Source passage:
# Opinions needed - am I getting paid enough.



## Guest (Jun 28, 2011)

Thanks for the warm welcome to the community 

Took a job as a contractor for a middle man company that contracts for a mobile home lendor. The job is clean outs and cleaning of single and double wides. 

clean out pays 125 for single wide 150 double wide
cleaning pays 175 flat for either

Jobs are within 50 miles and I'm rolling with a 4x8 enclosed trailer. Truck is full with the gear, so I have the trailer for trash.


mpg for my truck is 10-11 when pulling trailer. Jobs are usually around 50miles away and I don't get mileage.

region is South NH and Northern MA. 

My second job with this company

The single wide I went to today was 90 miles round trip and would take 5 loads with my trailer. The nearest landfill is 20mi each way. 40mi round x5 is 200mi. at 10mi to the gallon hmm...

I had to walk away as the math meant a near loss on the clean out. The middle man company is hiring a dumpster and is sending me back, however I am now 50bucks in on mileage costs, plus another 50bucks for the return trip. Meaning on a the clean out I will make 25bucks to work alone on a large furniture and a king bed clean out. 

I have a full cleaning job at this unit as well which will help me recover some costs, but I am feeling like I just don't have the required trailer/truck set up for the job. The middle man keeps talking me into not quitting and I do need the money but I can't stand near losses.

I also didn't realize dumping rules were so serious, most dump sites in MA are for residents only, meaning anything more than one load and I'm driving 30-40 miles for a transfer station that will take my stuff. And NH transfer stations only take trash if the trash is from a home in that town. Plus I am out 100's at a time in dump fees due to lbs and dead TV's (reimbursed in 1-2 weeks). 

I guess I am looking for opinions as I am beginning to feel stressed over a job that should be stress-less. If I can't complete the clean out and cleaning in 1 trip then to much profit is lost and I may as well go get a $10 per hr job somewhere.


----------



## Guest (Jun 28, 2011)

I wouldnt even get out of the house for less than 100.00 your getting ripped...


----------



## APlusPPGroup (Apr 14, 2012)

If that's the rate you are working for to remove all debris and hazards then, no. If it were right next door and there were only a couple cubic yards, a few tires, and a couple gallons of paint maybe. But the way you describe the work, you are seriously shorting yourself and need to find new clients.

YOU are the only one who can calculate what you need to cover expenses, including taxes and insurance, so I would make that your first priority.

Just out of curiosity, does that flat rate include janitorial and yard work?

Linda


----------



## Guest (Jun 29, 2011)

Thanks Linda I was hoping you would respond.

Rate for trash outs 125 and 150 sngl wide, double wide are for removing all trash, furniture, beds, etc.. and a quick wipe of the fridge. Inside only.

175 rate is for cleaning ie: janitorial. 

The killer for me is my trailer size, my miles per gallon issue and the distance

What do you pay your vendors and how large is the territory?


----------



## APlusPPGroup (Apr 14, 2012)

Our rates are HUD minimum allowances but a few of our clients pay more per item, depending on what the order is for.

We bid janitorial and anything that's more work than the HUD rate allows.

We take a discount but we don't take work from anyone who takes a discount first. We find that 2-tiered discounting never works. If the vendors don't make money, we don't want the work. And we tell them that up front.

Task goal: Continue the forum thread on pay for mobile home clean-out and cleaning jobs, picking up right after its final post. The listing after this thread plays no part in the work.

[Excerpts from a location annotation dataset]
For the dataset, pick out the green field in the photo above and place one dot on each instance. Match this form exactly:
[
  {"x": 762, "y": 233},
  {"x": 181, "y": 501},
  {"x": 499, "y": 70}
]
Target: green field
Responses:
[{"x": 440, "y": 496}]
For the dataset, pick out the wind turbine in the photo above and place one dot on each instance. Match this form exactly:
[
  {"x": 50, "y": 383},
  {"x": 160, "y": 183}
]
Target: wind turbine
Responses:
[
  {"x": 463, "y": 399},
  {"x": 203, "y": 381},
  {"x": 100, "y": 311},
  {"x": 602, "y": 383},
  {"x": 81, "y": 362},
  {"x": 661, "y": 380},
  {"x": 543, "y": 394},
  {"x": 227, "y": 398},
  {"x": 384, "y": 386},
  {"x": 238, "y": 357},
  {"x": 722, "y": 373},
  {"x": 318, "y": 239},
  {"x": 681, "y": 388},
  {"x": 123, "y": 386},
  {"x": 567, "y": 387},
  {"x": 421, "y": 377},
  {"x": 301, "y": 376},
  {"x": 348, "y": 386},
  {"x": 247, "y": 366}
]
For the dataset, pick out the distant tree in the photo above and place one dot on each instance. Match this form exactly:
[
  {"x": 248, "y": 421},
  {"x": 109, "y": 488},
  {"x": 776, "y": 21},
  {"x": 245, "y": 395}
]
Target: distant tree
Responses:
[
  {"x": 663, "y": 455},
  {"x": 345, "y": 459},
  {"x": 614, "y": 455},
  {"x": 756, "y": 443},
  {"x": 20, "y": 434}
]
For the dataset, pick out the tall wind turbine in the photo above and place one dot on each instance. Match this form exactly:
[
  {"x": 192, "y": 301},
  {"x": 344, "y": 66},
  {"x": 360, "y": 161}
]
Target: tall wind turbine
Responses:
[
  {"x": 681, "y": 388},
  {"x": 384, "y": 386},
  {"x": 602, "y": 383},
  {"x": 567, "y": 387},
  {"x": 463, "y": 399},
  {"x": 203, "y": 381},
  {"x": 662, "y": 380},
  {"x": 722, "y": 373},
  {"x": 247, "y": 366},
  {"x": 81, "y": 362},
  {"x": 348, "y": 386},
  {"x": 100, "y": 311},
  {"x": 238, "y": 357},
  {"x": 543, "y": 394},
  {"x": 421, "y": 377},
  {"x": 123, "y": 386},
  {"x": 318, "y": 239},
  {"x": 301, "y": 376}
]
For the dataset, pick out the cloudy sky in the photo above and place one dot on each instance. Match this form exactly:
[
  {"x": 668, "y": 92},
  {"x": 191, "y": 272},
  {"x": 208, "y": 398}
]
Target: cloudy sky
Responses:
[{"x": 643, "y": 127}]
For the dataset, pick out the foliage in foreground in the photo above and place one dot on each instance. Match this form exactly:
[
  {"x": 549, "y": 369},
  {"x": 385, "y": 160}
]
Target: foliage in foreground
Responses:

In response:
Having a small trailer is okay until you get to the bigger jobs. Then it's a pain in the butt and costs go through the roof. It's hard to be competitive when you have to bid high to cover the cost of making so many dump runs.

Linda


----------



## Guest (Jun 29, 2011)

jobu said:


> Thanks for the warm welcome to the community
> 
> Took a job as a contractor for a middle man company that contracts for a mobile home lendor. The job is clean outs and cleaning of single and double wides.
> 
> ...






No way!!! You would be money ahead to get a job at Mcdonalds!!!!


----------



## APlusPPGroup (Apr 14, 2012)

I forgot to answer your other question. We have vendors in 48 states and have been receiving a lot work in about 30 of them, especially along the East Coast so we're always looking for good vendors.

Linda


----------



## Guest (Jun 29, 2011)

Sounds to me and you that you are doing a business that you are not setup to do...this is what is killing the industry. This is a business ONLY. Treat it as such. You can't open a McDonald's with only a frying pan. I don't mean to be blunt but the contractors that do make a living in this field have invested $1,000's being properly outfitted, licensed and insured. They know the cost of landfills, they know the different regulations and the have learned what it costs to make a profit. You will get a ton of responses on this forum with and without pricing but ONLY you can learn to run a profitable business. Remember not everyone can operate a successful business.


----------



## Guest (Jun 29, 2011)

Morgan Tile said:


> I wouldnt even get out of the house for less than 100.00 your getting ripped...


Dude I've seen about half your 11 post & I must say "YOU ARE ARROGANT"
I hope we all can grow up & be as special as you!:laughing::laughing:

Keep in mind some of us are doing really well, & some of us are just trying to keep afloat but everyone in here aspires to see their company grow.
OH and by the way welcome to C/T:thumbsup:


----------



## Guest (Jun 29, 2011)

It sounds like they are hoping you can't calculate your costs and so figure out how much you are making or losing with this job.

Somebody might have one of these
http://www.edmunds.com/tco.html
for trucks.


----------



## Guest (Jun 29, 2011)

SAW.co said:


> Dude I've seen about half your 11 post & I must say "YOU ARE ARROGANT"
> I hope we all can grow up & be as special as you!:laughing::laughing:
> 
> Keep in mind some of us are doing really well, & some of us are just trying to keep afloat but everyone in here aspires to see their company grow.
> OH and by the way welcome to C/T:thumbsup:


you would i think not.


----------



## Guest (Jun 29, 2011)

thanks for flaming up the thread rofl. I will take all info...

Let me be clear on this. 

I answered a craigslist ad. I don't want to do this past a few months. I have read further on the forums and understand whats happened to the industry. That isn't me. I am not seeking new contracts, I'm not seeking to make this my life.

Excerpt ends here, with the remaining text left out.